One of those interrogations was conducted by an Air Force civilian and a contractor employed by his own organization, the Joint Personnel Recovery Agency. It had sent a small team to Iraq in September 2003 to help a special forces task force improve its interrogations of stubborn prisoners. The team was asked to demonstrate an interrogation on an Iraqi prisoner. It was an unusual role for the organization, which trains soldiers how to resist interrogations, not conduct them.

Colonel Kleinman said his two colleagues forcibly stripped an Iraqi prisoner naked, shackled him, and left him standing in a dank, six-foot cement cell with orders to the guards that the prisoner was not to move for 12 hours. Had the prisoner passed out, he would have hit his head on a wall, Colonel Kleinman said.

Kleinman stopped the interrogation, which had veered from his careful plan into abuse.
☆ ☆ ☆ ☆ ☆
(YOUR OBJECTIVE)
Pick up the account of the Iraqi prisoner's interrogation after its last sentence and continue it in the same formal voice.

(DATASET ROWS)
☆ ☆ ☆ ☆ ☆
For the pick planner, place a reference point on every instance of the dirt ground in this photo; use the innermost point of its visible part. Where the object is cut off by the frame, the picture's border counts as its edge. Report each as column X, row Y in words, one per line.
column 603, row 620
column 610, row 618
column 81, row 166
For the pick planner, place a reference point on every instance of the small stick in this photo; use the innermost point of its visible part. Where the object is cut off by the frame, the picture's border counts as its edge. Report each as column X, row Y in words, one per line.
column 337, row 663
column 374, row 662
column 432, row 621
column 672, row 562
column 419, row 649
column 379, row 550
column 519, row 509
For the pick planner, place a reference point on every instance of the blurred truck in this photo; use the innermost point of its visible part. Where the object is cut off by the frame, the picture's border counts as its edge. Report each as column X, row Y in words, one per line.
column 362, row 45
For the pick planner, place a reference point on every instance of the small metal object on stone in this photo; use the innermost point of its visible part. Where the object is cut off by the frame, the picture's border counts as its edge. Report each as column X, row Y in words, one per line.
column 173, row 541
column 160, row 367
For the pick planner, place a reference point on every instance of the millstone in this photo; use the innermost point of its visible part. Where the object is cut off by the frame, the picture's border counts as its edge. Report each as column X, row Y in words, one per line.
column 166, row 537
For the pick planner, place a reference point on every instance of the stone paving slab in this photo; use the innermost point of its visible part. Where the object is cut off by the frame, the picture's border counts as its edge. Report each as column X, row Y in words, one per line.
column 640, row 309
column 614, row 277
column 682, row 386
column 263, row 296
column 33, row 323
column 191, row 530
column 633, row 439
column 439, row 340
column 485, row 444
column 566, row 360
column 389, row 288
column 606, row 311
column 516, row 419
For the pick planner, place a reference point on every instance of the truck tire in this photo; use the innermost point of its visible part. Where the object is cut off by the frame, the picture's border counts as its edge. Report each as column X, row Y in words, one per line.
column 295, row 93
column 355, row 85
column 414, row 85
☆ ☆ ☆ ☆ ☆
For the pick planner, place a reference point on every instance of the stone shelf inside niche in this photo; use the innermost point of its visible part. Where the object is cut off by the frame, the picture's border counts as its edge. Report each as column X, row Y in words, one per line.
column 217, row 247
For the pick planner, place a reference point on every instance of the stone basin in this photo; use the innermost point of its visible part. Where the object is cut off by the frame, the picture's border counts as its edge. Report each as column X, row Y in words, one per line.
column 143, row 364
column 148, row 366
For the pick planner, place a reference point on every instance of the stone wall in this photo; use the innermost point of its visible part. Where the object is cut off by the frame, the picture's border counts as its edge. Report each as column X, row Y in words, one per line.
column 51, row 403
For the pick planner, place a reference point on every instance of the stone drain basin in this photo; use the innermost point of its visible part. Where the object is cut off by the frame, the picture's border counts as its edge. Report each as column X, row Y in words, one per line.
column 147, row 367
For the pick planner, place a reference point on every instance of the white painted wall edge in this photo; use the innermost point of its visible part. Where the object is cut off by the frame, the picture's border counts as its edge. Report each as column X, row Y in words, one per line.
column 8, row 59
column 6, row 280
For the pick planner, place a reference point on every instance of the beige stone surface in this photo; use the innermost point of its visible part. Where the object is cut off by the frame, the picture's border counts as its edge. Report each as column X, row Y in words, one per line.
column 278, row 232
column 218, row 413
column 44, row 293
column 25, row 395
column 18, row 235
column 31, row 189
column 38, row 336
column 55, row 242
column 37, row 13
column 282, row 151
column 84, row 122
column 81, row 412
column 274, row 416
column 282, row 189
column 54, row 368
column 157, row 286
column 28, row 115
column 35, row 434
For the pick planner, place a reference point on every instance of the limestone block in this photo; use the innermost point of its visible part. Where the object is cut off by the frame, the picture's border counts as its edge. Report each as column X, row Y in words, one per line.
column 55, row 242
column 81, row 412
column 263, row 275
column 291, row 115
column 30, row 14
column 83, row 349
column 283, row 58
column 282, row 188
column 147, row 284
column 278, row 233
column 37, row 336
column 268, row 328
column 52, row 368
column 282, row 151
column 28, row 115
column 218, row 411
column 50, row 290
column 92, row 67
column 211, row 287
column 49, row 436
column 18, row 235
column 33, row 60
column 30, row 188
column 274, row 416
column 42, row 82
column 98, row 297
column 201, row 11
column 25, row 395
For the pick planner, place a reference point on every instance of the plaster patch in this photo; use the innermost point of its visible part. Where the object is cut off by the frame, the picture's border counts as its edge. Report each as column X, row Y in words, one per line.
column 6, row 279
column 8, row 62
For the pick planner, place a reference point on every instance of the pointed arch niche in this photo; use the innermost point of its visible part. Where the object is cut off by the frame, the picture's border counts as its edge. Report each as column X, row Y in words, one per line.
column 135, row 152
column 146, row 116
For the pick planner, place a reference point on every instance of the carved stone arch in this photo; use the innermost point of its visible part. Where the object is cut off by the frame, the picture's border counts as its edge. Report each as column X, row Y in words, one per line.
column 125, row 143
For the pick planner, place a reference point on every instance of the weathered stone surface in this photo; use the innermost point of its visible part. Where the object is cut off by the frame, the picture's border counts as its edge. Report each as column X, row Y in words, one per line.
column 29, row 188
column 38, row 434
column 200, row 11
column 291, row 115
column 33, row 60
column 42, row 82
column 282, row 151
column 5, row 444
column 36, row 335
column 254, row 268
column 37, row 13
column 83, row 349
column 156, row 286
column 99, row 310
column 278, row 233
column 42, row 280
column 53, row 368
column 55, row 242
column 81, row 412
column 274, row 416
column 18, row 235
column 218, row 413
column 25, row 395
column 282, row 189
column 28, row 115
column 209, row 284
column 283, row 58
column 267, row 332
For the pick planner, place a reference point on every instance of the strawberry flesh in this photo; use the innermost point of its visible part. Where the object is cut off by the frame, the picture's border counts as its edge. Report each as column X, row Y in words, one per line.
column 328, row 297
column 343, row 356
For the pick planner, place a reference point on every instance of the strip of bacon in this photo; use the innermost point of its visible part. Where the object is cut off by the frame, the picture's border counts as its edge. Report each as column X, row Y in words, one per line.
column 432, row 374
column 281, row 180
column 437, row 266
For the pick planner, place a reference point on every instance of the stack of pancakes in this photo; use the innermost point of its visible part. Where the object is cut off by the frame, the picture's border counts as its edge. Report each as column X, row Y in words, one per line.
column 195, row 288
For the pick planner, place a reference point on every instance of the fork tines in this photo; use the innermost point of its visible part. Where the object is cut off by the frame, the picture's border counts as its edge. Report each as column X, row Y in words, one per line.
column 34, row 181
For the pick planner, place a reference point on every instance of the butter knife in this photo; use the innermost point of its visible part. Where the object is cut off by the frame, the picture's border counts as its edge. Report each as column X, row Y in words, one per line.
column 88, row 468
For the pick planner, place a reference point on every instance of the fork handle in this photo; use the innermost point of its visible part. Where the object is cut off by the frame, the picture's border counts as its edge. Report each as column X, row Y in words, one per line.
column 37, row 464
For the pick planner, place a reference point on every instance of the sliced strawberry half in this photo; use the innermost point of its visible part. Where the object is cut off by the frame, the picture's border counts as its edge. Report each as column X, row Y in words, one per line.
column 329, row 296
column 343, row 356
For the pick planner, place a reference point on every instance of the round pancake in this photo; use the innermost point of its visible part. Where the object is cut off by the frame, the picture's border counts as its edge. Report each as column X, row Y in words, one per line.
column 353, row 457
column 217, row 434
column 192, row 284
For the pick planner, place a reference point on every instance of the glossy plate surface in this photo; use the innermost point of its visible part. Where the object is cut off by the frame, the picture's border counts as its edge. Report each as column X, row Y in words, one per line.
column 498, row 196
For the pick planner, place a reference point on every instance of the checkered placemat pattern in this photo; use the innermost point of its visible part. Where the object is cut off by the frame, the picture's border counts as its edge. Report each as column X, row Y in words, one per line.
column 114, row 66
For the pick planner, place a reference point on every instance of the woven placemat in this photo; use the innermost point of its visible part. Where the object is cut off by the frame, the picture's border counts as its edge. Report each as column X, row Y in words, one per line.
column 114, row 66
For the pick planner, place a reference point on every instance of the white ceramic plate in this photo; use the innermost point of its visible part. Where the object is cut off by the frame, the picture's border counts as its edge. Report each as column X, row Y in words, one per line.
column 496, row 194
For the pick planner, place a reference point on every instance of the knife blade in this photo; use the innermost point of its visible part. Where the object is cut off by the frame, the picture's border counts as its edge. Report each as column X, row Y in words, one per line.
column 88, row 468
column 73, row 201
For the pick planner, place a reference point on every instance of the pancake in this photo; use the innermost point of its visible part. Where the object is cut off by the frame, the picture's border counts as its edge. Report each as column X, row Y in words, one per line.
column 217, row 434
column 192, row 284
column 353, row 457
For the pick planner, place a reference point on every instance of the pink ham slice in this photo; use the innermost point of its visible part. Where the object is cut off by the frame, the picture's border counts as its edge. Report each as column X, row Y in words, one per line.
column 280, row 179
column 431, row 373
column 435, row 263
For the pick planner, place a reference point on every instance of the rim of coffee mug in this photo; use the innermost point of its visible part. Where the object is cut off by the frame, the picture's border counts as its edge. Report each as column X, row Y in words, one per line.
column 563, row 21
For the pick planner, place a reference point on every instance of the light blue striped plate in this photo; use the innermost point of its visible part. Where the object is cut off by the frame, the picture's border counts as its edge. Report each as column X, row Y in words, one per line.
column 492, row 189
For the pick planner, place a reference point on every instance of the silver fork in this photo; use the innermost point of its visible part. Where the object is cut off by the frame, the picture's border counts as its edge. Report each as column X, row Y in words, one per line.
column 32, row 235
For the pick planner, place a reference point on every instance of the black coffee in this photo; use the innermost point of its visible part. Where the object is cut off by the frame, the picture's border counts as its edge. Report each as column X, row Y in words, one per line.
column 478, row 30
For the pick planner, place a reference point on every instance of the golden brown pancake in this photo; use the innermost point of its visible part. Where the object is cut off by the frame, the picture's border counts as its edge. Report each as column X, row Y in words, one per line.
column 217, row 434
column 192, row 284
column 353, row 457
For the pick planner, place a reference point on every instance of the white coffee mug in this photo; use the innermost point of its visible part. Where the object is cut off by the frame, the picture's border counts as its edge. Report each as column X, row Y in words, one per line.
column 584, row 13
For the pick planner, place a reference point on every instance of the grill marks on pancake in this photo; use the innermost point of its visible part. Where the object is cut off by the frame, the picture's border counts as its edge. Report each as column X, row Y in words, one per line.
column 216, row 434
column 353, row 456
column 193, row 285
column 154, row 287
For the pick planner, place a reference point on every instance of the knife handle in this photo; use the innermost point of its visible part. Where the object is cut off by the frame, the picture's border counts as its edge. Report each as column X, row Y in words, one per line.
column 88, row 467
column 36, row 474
☆ ☆ ☆ ☆ ☆
(RIGHT ANSWER)
“Until their time in Iraq they had never seen a real world interrogation,” he said.

The men, Terrence Russell and Lenny Miller, had learned the harsh techniques working with the Survival, Evasion, Resistance and Escape training program for American forces, which conducts stressful mock interrogations to prepare soldiers to withstand and resist abusive questioning in the event they are taken prisoner. The program uses methods derived from the real-life experiences of American prisoners of war. The techniques include forced nakedness, stress positions, exposure to extremes in weather and waterboarding, a practice that causes the sensation of drowning.